■ **PAGE**:
A chain of resistors 208, 209 and 210 is coupled between the collector of 
transistor 202 and the 24 volt a.c. rail 192, a capacitor 211 being 
connected in parallel with resistor 210. A NPN transistor 212 has its base 
connected to the junction of resistor 208 with resistor 209, its emitter 
connected to the zero volt rail 170 and its collector coupled through a 
resistor 213 to the +5 volt rail 168. Thus part of the circuit is so 
arranged that when transistor 202 is OFF the bias voltage at the base of 
transistor 212 is sufficient to ensure that transistor 212 is conducting 
continuously, that is, it is ON. When transistor 202 is switched ON the 
bias at the base of transistor 212 is removed and the positive half cycles 
of alternating voltage from line 192 are sufficient to switch transistor 
212 ON and OFF at line frequency. Thus transistor 212 and its associated 
circuitry within a broken line 132 can be regarded as a pulse generator 
operative when the bistable circuit 130 is set. 
The output of the pulse generator 132, the collector of transistor 212, is 
connected to the clock input 134a of an integrated circuit, four stage, 
divide by 16 binary counter 134. The collector of transistor 212 is also 
coupled to the base of transistor 158 by a resistor 216 for a purpose to 
be described hereinafter. 
The counter 134 also has a reset input 134b coupled to the collector 
transistor 180 in the reset timer 124, whereby the counter is reset to 
zero every 10 seconds. 
The outputs of the four stages 134c to 134f corresponding to the first 
stage of the counter 134 are connected to four identical latching circuits 
218 C to F of which only one circuit 218 C is shown in detail.

(Position identification records)
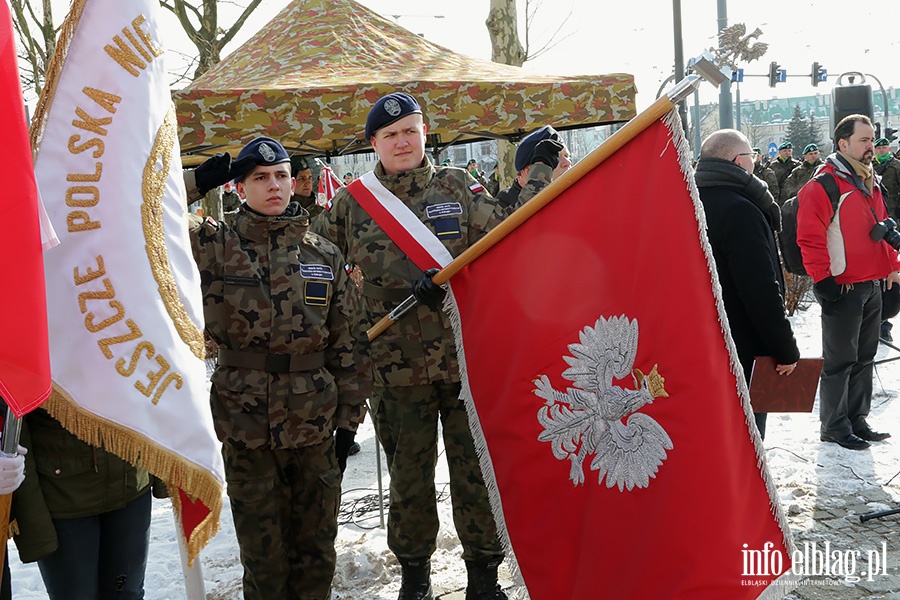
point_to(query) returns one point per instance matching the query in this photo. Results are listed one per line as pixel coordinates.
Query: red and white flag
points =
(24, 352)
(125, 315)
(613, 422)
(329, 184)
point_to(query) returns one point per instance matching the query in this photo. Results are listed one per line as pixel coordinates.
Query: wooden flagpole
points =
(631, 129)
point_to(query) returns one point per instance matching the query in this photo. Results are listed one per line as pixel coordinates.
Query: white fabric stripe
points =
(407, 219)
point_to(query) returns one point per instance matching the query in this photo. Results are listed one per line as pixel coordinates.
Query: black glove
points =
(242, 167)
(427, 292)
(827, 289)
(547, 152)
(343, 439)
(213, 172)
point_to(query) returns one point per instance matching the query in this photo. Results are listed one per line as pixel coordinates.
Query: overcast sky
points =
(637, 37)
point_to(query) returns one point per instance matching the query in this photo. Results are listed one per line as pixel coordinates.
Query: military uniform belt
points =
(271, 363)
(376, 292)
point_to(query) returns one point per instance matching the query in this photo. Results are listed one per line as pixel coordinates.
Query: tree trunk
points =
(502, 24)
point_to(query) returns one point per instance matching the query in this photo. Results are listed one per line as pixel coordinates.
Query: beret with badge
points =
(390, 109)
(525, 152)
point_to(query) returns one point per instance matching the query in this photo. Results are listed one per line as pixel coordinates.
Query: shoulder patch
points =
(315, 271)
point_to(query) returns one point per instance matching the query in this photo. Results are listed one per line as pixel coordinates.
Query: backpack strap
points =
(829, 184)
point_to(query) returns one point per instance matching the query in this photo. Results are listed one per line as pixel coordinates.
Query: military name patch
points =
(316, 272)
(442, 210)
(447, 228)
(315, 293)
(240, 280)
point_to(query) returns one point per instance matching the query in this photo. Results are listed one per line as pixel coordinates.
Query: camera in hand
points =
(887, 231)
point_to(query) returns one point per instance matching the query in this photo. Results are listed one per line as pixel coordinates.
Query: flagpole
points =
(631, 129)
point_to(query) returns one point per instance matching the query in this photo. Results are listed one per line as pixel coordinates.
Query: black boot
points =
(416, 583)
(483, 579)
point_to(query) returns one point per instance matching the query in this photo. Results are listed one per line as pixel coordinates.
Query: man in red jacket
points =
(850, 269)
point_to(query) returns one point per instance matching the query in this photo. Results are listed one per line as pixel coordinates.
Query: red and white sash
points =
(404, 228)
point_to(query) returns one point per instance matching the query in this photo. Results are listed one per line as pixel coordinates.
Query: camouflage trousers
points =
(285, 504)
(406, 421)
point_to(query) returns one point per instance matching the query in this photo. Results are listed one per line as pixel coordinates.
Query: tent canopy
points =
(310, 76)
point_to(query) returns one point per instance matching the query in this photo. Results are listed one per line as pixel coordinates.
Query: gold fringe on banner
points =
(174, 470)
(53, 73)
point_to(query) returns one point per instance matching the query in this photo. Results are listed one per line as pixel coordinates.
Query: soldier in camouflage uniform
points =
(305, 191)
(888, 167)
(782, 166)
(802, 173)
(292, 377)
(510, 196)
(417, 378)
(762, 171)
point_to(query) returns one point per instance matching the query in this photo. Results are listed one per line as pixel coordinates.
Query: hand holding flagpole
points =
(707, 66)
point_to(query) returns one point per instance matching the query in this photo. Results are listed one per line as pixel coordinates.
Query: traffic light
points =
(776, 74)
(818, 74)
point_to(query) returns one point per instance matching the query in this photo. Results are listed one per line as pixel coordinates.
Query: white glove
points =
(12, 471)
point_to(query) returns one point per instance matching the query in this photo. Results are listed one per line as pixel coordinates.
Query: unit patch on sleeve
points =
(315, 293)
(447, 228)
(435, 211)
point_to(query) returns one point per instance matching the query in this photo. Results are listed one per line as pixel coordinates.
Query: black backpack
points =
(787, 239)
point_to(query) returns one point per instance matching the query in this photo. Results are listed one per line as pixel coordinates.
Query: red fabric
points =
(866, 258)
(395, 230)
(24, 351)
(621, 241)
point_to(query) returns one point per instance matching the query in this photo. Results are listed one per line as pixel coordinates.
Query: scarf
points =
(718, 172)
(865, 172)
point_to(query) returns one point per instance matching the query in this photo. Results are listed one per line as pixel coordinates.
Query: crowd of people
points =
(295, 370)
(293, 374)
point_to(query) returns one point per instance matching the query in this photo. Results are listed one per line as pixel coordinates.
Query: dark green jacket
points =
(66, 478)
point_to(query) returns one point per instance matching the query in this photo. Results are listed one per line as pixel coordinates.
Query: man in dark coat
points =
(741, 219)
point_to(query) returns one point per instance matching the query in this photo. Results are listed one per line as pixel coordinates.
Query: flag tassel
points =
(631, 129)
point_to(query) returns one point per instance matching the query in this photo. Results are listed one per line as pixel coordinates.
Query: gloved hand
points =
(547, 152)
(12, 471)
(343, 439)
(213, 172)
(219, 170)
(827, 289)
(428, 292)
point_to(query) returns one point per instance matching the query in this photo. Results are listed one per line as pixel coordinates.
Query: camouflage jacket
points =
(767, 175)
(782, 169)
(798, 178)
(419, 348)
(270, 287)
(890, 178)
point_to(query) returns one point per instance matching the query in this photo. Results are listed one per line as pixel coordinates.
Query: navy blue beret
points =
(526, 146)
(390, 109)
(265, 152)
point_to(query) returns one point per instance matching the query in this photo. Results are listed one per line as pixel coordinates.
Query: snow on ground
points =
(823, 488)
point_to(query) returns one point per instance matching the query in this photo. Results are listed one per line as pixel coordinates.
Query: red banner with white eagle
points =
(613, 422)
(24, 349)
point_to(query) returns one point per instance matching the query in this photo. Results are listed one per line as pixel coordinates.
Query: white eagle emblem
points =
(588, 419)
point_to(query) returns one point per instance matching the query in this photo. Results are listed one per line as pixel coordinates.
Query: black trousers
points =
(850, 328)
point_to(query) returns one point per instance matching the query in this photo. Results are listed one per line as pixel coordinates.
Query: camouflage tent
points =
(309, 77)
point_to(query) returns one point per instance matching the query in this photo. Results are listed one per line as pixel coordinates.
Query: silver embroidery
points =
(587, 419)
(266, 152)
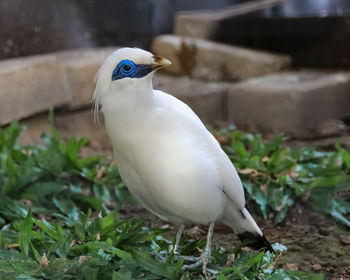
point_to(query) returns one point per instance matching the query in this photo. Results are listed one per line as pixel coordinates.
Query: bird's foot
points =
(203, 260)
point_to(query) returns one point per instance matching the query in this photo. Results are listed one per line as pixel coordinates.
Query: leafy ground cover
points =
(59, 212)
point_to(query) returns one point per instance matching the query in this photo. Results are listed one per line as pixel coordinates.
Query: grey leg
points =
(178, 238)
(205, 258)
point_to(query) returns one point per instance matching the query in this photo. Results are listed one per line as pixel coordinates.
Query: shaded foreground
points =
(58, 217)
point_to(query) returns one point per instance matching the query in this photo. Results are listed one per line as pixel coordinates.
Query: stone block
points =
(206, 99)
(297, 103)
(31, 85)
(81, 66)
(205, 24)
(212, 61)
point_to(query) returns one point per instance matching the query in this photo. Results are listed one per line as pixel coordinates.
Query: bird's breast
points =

■ **WORK INSTRUCTIONS**:
(a) Rewrite the circuit description from "The counter 134 also" to "shown in detail.", updating "latching circuits" to "latch circuits".
(b) Pull out each line of the records that contains the word "uniform".

■ **SOLVED PROBLEMS**:
(a)
The counter 134 also has a reset input 134b coupled to the collector 
transistor 180 in the reset timer 124, whereby the counter is reset to 
zero every 10 seconds. 
The outputs of the four stages 134c to 134f corresponding to the first 
stage of the counter 134 are connected to four identical latch circuits 
218 C to F of which only one circuit 218 C is shown in detail.

(b)
Query: military uniform belt
Query: soldier in camouflage uniform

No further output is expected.